■ What you should do: Your task is to retype each line of the data below exactly.

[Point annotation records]

____

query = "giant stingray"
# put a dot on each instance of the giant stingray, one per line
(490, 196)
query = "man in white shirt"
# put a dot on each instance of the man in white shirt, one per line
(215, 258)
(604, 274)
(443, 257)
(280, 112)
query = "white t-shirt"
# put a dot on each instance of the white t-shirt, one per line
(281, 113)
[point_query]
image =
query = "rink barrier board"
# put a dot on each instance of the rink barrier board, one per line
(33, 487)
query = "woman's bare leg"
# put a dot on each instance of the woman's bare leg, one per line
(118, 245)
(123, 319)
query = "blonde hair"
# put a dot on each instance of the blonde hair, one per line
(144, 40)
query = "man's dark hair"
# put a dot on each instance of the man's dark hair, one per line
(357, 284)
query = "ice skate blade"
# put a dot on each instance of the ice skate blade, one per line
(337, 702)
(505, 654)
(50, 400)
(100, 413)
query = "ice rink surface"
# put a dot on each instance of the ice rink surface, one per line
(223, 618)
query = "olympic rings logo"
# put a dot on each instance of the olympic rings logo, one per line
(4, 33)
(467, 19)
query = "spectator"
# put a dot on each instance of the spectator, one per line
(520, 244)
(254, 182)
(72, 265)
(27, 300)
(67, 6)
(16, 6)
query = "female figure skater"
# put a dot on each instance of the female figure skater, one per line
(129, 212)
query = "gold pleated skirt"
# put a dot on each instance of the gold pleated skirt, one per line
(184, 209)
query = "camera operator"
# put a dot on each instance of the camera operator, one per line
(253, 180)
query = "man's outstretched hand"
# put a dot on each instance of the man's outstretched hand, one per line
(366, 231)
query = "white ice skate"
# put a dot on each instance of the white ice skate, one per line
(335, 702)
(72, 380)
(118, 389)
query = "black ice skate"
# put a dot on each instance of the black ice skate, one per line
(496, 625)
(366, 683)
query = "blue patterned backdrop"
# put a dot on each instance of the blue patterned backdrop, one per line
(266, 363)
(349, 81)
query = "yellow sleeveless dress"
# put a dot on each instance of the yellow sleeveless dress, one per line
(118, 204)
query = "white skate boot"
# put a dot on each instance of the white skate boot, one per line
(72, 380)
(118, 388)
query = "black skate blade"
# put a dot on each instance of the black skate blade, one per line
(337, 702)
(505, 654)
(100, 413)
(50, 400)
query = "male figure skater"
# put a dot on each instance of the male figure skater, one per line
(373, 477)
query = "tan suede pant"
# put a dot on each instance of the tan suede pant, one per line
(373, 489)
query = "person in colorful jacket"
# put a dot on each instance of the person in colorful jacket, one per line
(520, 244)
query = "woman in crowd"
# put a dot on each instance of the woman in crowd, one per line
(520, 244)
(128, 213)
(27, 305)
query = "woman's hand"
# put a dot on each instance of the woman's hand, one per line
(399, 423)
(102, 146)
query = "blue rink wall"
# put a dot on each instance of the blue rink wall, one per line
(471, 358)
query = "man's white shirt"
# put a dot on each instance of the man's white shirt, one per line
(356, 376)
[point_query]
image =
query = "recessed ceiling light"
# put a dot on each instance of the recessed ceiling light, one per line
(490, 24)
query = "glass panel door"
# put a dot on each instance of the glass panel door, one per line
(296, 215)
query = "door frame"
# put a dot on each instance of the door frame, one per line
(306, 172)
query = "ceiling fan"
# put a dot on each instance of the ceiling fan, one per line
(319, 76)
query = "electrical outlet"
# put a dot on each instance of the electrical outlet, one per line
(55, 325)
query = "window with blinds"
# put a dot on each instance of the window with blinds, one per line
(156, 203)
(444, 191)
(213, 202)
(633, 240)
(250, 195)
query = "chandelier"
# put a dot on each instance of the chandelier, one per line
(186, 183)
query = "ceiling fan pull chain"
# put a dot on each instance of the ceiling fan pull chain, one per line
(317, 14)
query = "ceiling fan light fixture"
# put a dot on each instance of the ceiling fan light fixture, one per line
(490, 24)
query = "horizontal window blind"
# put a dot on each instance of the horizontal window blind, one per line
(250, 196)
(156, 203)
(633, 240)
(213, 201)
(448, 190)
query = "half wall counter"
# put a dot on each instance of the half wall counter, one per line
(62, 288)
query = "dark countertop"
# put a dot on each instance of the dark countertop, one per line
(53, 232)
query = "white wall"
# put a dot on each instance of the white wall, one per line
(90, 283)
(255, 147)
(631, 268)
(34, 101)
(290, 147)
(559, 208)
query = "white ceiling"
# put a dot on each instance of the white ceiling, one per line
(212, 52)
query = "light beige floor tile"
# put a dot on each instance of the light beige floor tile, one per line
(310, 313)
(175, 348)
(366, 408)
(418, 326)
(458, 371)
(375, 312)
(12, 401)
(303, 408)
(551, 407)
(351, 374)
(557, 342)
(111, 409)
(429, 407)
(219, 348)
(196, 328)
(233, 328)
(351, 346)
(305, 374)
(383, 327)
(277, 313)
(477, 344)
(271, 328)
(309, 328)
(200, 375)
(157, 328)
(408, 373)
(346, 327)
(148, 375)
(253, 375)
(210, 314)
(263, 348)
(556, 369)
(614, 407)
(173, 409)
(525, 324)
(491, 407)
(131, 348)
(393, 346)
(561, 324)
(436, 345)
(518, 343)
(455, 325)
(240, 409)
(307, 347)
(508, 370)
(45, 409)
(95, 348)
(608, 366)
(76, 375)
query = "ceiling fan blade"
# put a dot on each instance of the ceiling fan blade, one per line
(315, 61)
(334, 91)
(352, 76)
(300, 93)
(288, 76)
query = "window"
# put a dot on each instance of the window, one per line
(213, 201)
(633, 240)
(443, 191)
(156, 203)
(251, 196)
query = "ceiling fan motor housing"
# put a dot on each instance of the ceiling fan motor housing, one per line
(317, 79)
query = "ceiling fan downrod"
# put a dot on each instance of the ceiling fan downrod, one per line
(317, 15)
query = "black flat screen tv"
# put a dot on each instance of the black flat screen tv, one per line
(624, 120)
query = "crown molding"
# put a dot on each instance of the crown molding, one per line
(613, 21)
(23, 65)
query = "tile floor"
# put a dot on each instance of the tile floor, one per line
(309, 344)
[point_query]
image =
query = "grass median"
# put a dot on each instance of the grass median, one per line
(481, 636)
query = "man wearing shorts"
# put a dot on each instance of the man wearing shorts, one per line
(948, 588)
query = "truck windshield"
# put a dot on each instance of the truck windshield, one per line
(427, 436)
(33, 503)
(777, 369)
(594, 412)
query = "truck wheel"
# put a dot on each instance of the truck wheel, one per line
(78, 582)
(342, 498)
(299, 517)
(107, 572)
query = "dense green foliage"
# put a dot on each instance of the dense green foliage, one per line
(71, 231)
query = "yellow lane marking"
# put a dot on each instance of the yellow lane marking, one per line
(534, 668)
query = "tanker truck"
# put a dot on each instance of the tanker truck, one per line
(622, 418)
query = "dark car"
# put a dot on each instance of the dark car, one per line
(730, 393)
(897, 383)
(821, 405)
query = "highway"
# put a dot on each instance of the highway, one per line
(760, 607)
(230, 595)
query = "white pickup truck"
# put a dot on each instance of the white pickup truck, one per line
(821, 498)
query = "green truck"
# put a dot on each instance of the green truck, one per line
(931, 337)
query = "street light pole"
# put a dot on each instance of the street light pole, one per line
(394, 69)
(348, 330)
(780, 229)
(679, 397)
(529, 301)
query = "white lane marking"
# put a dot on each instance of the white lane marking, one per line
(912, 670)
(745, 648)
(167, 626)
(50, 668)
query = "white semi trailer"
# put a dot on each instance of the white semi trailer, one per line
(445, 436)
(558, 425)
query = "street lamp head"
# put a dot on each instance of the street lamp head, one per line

____

■ Response:
query = "giant stingray"
# put a dot on each instance of the giant stingray, one per line
(490, 196)
query = "man in white shirt"
# put a dot on each instance of the man in white shirt, one per line
(215, 258)
(604, 274)
(443, 257)
(280, 112)
query = "white t-shirt"
# put a dot on each instance of the white t-shirt, one per line
(281, 113)
[point_query]
image =
query = "rink barrier board"
# put a dot on each instance of the rink barrier board, one per line
(33, 487)
query = "woman's bare leg"
# put a dot on each instance of the woman's bare leg, one per line
(118, 245)
(123, 319)
query = "blonde hair"
# put a dot on each instance of the blonde hair, one per line
(144, 40)
query = "man's dark hair"
# put a dot on each instance of the man's dark hair, one per line
(357, 284)
query = "ice skate blade"
# put a dot on each instance of the ice skate blade, one per line
(337, 702)
(505, 654)
(50, 400)
(100, 413)
query = "ice rink surface"
# put a dot on each instance of the ice rink surface, one per line
(223, 618)
query = "olympic rings logo"
# put a dot on each instance of the olympic rings logo, one per line
(4, 33)
(467, 19)
query = "spectator"
# put a dot on each instance of the spectator, one per line
(520, 244)
(254, 182)
(72, 265)
(27, 300)
(67, 6)
(16, 6)
query = "female figure skater"
# put a dot on each instance of the female figure skater, one per line
(129, 212)
query = "gold pleated skirt"
# put a dot on each instance of the gold pleated skirt, one per line
(184, 209)
query = "camera operator"
# put a dot on each instance of the camera operator, one per line
(253, 180)
query = "man's outstretched hand"
# put a dot on each instance of the man's outstretched hand, one per line
(366, 231)
query = "white ice skate"
# put a dot on each instance of the white ice skate, one per line
(335, 702)
(72, 380)
(118, 389)
query = "black ice skate"
# put a dot on each instance of the black ice skate, one per line
(496, 625)
(366, 683)
query = "blue patterned backdrop"
# put a dot on each instance of the blue patterned backdrop, one per line
(266, 363)
(349, 81)
query = "yellow sleeveless dress"
# put a dot on each instance of the yellow sleeveless dress, one per line
(118, 204)
query = "white skate boot"
# put a dot on each instance of the white skate boot, one per line
(72, 380)
(118, 388)
query = "black skate blade"
# put a dot on each instance of the black skate blade, one per line
(337, 702)
(505, 654)
(100, 413)
(50, 400)
query = "male figure skater"
# put a dot on each instance of the male figure skater, one per line
(373, 477)
query = "tan suede pant"
# put a dot on each instance of the tan suede pant, one per line
(373, 489)
query = "person in colorful jacket"
# put a dot on each instance of the person in colorful jacket, one per line
(520, 244)
query = "woman in crowd"
# put a dot on each instance of the woman in crowd, one per line
(520, 244)
(128, 213)
(27, 305)
query = "woman's hand"
# put a dot on each instance of the woman's hand, one per line
(399, 423)
(102, 146)
query = "blue rink wall"
# put a dot on each instance of the blue rink wall, one per line
(471, 358)
query = "man's white shirt"
# put a dot on each instance of the man's white shirt, one per line
(356, 376)
[point_query]
image =
query = "recessed ceiling light"
# put a dot on each instance of the recessed ceiling light, one per line
(490, 24)
query = "glass panel door"
# put a dot on each instance of the glass panel door, one per line
(296, 215)
query = "door frame"
# put a dot on each instance of the door frame, one per line
(306, 172)
query = "ceiling fan"
# put a dot on each instance of the ceiling fan, one per line
(319, 76)
query = "electrical outlet"
# put a dot on each instance of the electrical outlet, one per line
(55, 325)
query = "window with blinds"
# put a dot on each instance of the window with blinds, one per line
(156, 203)
(444, 191)
(213, 202)
(633, 240)
(250, 195)
query = "chandelier"
# put a dot on each instance of the chandelier, one per line
(186, 183)
query = "ceiling fan pull chain"
# put a dot on each instance of the ceiling fan pull chain, one per line
(317, 14)
query = "ceiling fan light fixture"
# put a dot on each instance of the ceiling fan light fixture, one per line
(490, 24)
query = "horizontal window blind"
# put a dot on each instance of the horizontal window blind, one per line
(250, 196)
(156, 203)
(633, 240)
(213, 201)
(448, 190)
query = "half wall counter"
# put a dot on each instance of the half wall counter, one per line
(62, 288)
query = "dark countertop"
# put a dot on each instance of the dark countertop, one per line
(53, 232)
query = "white wall"
# put a dot on each instance of the white wall, one per line
(90, 283)
(255, 147)
(631, 268)
(34, 101)
(290, 147)
(559, 208)
query = "white ceiling"
# put a dot on each instance of the white ceiling, one per line
(212, 52)
query = "light beige floor tile"
# put a dot on each instance of the light beige floor tile, one per line
(310, 313)
(175, 348)
(366, 408)
(418, 326)
(458, 371)
(375, 312)
(12, 401)
(303, 408)
(551, 407)
(351, 374)
(557, 342)
(111, 409)
(429, 407)
(219, 348)
(196, 328)
(233, 328)
(351, 346)
(305, 374)
(383, 327)
(277, 313)
(477, 344)
(271, 328)
(309, 328)
(200, 375)
(157, 328)
(408, 373)
(346, 327)
(148, 375)
(253, 375)
(210, 314)
(263, 348)
(556, 369)
(614, 407)
(173, 409)
(525, 324)
(491, 407)
(131, 348)
(393, 346)
(561, 324)
(436, 345)
(518, 343)
(455, 325)
(240, 409)
(307, 347)
(508, 370)
(45, 409)
(95, 348)
(608, 366)
(76, 375)
query = "ceiling fan blade"
# put a dot on each instance of the ceiling fan blade, one per line
(315, 61)
(334, 91)
(352, 76)
(300, 93)
(288, 76)
query = "window"
# put a dot on each instance of the window, one per line
(213, 201)
(633, 240)
(443, 191)
(156, 203)
(251, 196)
query = "ceiling fan motor housing"
# put a dot on each instance of the ceiling fan motor housing, one per line
(317, 79)
query = "ceiling fan downrod"
# put a dot on each instance of the ceiling fan downrod, one per line
(317, 15)
query = "black flat screen tv"
# put a dot on each instance of the black flat screen tv, one per line
(624, 120)
query = "crown molding"
# put a dot on each instance of the crown molding, one per line
(613, 21)
(23, 65)
query = "tile floor"
# put a dot on each instance of the tile floor, one per line
(309, 344)
[point_query]
image =
query = "grass median"
# put a dot on each instance of the grass median, one per line
(481, 636)
query = "man wearing shorts"
# put a dot on each instance of the man wearing shorts, one per line
(948, 588)
query = "truck windshield"
# put a dot on each instance of the truck windshield, one per line
(427, 436)
(33, 503)
(777, 369)
(594, 412)
query = "truck wheel"
# put a dot on each instance of the truck wheel, one per line
(78, 582)
(342, 498)
(299, 517)
(107, 572)
query = "dense green foliage"
# put a dot on each instance of the dense green foliage, one per line
(71, 231)
query = "yellow lane marking"
# put a dot on each instance of the yellow lane marking, one per line
(534, 668)
query = "tanker truck"
# put a dot on each instance of the tanker truck, one per line
(622, 418)
query = "dark car"
# put a dot on each instance of the dark car, one per line
(730, 393)
(897, 383)
(821, 405)
query = "highway"
# put a dot on each instance of the highway, one per line
(760, 607)
(230, 595)
query = "white pickup truck"
# put a dot on each instance of the white pickup truck, one per line
(821, 498)
query = "green truck"
# put a dot on each instance of the green truck, one per line
(931, 337)
query = "street light pole"
# put a dot on each instance of the street light pole, one per line
(394, 69)
(348, 330)
(780, 229)
(679, 397)
(529, 301)
query = "white lane marking"
# put a dot on each instance of the white lane marking, one per line
(912, 670)
(745, 648)
(167, 626)
(50, 668)
query = "white semi trailer"
# put a dot on each instance of the white semi trailer, one per line
(445, 436)
(558, 425)
query = "street lamp head"
# put a dot on each instance of the street lamp head, one per line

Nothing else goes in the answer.